WHAT IS EXPECTED:
Answer these questions from the text about the Atlas below.
(a) How many parts make up the shape in which each entry is presented?
(b) For whom is the Atlas written?
(c) Whose reading has the last word once the Atlas is closed again?

The inventory is where the corpus and the traditions meet. Each entry is presented whole, in the six-part shape the Atlas keeps throughout: the tendency of a figure stated plainly, the way it works within a chapter, the turning where that tendency gave way, the resonances of the traditions ordered by the weight each brings, the single thread drawn through them, and a question held open toward the participant's own reading. Reading the entries is the most direct way the Atlas offers to develop a practitioner's eye, meeting each figure as the corpus has shown it, hearing how the older imagination has answered, and learning where a tendency holds and where it turns, so that when the figure rises in a chapter the looking that follows is a fuller looking.
Who it is for
The Atlas is written for the practitioner: the reader working with the figures a chapter raises and ready to read them with more depth, holding the dual orientation the practice asks for, receptivity to the tendency an entry describes, and active professional discernment drawn from their own experience of the participant before them. An entry orients the looking; the practitioner brings the case. It is also a complete reference for anyone drawn to understand the symbolic world of the practice in depth, the reader who wants to know what the landscapes and waters and creatures and dwellings have tended to carry, and how the older imagination has read them. In the work itself it is the companion at the elbow: opened beside a chapter as a figure appears, so the reading gives language to what the participant is already living, and closed again so the participant's own reading has the last word.

MATERIAL:
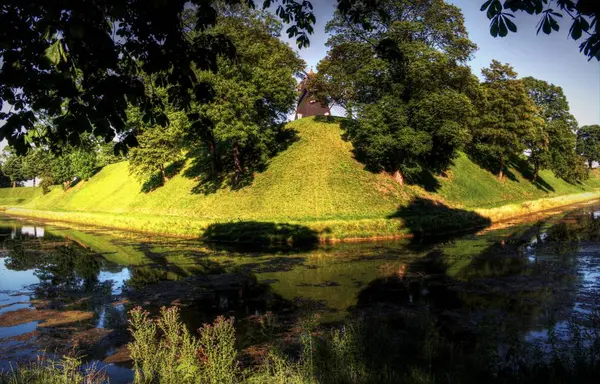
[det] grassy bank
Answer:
[0,118,600,242]
[7,192,598,245]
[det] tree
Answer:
[313,0,478,183]
[523,77,581,182]
[472,60,545,179]
[577,125,600,169]
[0,169,12,188]
[188,6,305,184]
[129,109,189,184]
[2,147,27,188]
[481,0,600,60]
[0,0,315,153]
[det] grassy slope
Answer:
[0,118,600,237]
[438,153,600,208]
[0,187,42,207]
[15,119,408,220]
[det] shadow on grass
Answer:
[388,197,491,242]
[468,152,554,192]
[202,221,319,252]
[183,124,299,195]
[142,160,185,193]
[510,159,554,192]
[324,116,442,192]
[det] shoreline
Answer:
[4,192,600,246]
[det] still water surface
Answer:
[0,202,600,382]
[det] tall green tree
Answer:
[0,0,315,154]
[481,0,600,60]
[523,77,584,182]
[577,125,600,169]
[2,147,27,188]
[129,109,189,184]
[314,0,479,183]
[472,60,547,179]
[189,5,305,184]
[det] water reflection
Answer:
[0,205,600,380]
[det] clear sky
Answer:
[283,0,600,126]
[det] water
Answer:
[0,202,600,382]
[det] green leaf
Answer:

OUTPUT FOR THIS TASK:
(a) Six.
(b) The practitioner.
(c) The participant's own reading.